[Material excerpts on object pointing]
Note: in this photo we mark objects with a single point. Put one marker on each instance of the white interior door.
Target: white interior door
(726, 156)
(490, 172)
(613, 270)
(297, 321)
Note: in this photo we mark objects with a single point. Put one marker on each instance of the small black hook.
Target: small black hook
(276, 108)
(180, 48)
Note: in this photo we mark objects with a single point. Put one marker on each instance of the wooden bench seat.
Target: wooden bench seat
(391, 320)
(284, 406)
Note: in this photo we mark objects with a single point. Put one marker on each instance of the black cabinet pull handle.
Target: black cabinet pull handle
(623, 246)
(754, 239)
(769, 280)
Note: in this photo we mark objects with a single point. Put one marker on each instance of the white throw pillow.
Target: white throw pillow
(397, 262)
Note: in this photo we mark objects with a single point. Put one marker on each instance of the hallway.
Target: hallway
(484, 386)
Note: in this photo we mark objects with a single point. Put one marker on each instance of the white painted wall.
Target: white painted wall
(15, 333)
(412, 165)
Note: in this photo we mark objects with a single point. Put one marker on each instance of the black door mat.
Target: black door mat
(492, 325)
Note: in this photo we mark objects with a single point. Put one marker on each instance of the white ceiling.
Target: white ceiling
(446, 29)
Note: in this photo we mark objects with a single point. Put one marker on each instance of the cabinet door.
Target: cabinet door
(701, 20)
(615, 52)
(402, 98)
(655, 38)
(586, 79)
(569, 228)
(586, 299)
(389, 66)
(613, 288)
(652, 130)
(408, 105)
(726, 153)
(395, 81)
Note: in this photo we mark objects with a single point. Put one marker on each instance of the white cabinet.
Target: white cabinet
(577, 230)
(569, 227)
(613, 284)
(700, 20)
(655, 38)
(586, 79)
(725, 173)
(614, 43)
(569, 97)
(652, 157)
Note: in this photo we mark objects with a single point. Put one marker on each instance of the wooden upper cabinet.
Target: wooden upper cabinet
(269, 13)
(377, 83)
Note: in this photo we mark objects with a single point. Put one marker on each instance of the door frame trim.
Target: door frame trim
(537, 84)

> Exercise
Could you rescale the material from the line containing "wooden upper cabinet." through the end of the material, inclusive? Reproduce every line in full, multiplying each point coordinate by 2.35 and rounding to whole numbers, halves up.

> Task output
Note: in this photo we mark objects with a single point. Put one marker on each instance of the wooden upper cabinet.
Target: wooden upper cabinet
(632, 31)
(886, 195)
Note: in this photo we mark objects with a single point. Put one marker on each instance of the door frame trim.
Target: door frame trim
(1262, 197)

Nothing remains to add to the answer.